#### [EXERCISE GOAL]
According to the passage on prokaryotic genomes, why do gene numbers vary among prokaryotes?

#### [PROVIDED PASSAGE]
══════════════════════════════

Genome size directly influences how complex an organism can be. A larger genome allows for more genes, providing the organism with more capabilities. However, in prokaryotes, this size remains relatively modest to ensure efficient replication and cell division. The relationship between genome size and organism complexity in prokaryotes is more straightforward than in eukaryotes. This is because, in many prokaryotes, genome size and gene count increase in tandem.

Gene number refers to the total count of genes in the genome of an organism. In prokaryotes, genes are densely packed, often existing with little non-coding space between them. This dense packing means that each additional base pair is likely to contribute to a new gene, resulting in a proportional increase in gene number as genome size grows.
Prokaryotes typically have fewer genes than eukaryotes, partly due to their simpler structures and functions. However, gene numbers can vary widely even among prokaryotes. This variability can emerge from evolutionary changes like gene loss or horizontal gene transfer, where genes are swapped between organisms.

• Gene number increases tend to occur with increases in genome size.
• Despite variability, genome size is a decent predictor of gene number in prokaryotes.

Coding DNA refers to the sequences of DNA that are transcribed and translated into proteins, the workhorses of the cell. In prokaryotes, a significant portion of the genome is dedicated to coding DNA. This high percentage of coding DNA is one reason why prokaryotes can maintain a strong correlation between genome size and gene number.
Without large amounts of non-coding DNA, the changes in genome size in prokaryotes are often due to changes in the amount of coding DNA. Each coding gene represents a potential protein, which can perform various functions crucial for the organism's survival and reproduction. Thus, an increase in coding DNA usually leads to an increase in the organism's functional capabilities.

• Coding DNA makes up the majority of prokaryotic genomes.
• Adjustments in coding DNA often directly impact gene number.

Non-coding DNA consists of DNA sequences that do not code for proteins. In prokaryotes, there is comparatively little non-coding DNA compared to eukaryotes. The scarcity of non-coding DNA allows for the compact nature of prokaryotic genomes. Much of their genome consists of sequences necessary for the organism's survival and function.
Prokaryotes have streamlined genomes that allow for rapid replication and adaptation to environmental changes. This minimization of non-coding DNA translates to fewer resources needed for cellular maintenance, giving prokaryotes an evolutionary advantage in many environments. Because of this lean genomic structure, any increase in genome size is likely to reflect an increase in coding DNA rather than non-coding DNA.

══════════════════════════════

Natural language region descriptions
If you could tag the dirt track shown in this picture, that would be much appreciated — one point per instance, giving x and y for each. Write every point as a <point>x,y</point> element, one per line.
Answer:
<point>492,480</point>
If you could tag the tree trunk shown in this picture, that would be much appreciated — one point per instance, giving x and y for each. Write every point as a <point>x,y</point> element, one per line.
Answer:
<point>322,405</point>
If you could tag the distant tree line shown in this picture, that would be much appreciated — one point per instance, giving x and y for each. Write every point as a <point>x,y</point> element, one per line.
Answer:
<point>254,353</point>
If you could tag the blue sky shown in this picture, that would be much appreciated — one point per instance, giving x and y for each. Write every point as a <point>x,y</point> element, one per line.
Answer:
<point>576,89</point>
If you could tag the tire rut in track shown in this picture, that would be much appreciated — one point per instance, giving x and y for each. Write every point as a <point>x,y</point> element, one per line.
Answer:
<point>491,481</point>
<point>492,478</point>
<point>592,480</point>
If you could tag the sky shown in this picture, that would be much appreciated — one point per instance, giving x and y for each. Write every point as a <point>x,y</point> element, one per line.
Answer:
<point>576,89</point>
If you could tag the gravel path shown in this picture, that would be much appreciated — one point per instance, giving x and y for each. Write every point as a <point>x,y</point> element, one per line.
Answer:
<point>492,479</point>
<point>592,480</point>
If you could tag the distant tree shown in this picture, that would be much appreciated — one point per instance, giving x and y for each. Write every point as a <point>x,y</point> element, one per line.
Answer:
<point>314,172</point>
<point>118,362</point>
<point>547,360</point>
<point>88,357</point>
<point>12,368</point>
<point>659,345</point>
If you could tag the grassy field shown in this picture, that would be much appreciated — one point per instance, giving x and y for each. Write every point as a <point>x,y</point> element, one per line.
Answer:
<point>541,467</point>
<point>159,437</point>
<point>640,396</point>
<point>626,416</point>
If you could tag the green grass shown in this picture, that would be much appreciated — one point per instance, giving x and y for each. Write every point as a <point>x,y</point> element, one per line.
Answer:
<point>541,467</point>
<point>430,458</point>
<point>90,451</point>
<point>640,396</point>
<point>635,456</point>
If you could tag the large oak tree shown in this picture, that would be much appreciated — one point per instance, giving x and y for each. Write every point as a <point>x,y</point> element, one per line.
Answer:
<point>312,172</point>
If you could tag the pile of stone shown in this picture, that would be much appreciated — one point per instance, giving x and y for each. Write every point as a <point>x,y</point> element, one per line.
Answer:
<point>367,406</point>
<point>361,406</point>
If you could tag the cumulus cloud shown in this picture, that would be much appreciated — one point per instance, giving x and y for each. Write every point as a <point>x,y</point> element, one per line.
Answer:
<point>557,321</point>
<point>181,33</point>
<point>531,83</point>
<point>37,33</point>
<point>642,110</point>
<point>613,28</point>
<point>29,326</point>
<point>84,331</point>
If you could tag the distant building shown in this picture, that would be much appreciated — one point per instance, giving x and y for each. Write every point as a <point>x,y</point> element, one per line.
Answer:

══════════════════════════════

#### [THE ANSWER]
The variability can emerge from evolutionary changes like gene loss or horizontal gene transfer, where genes are swapped between organisms.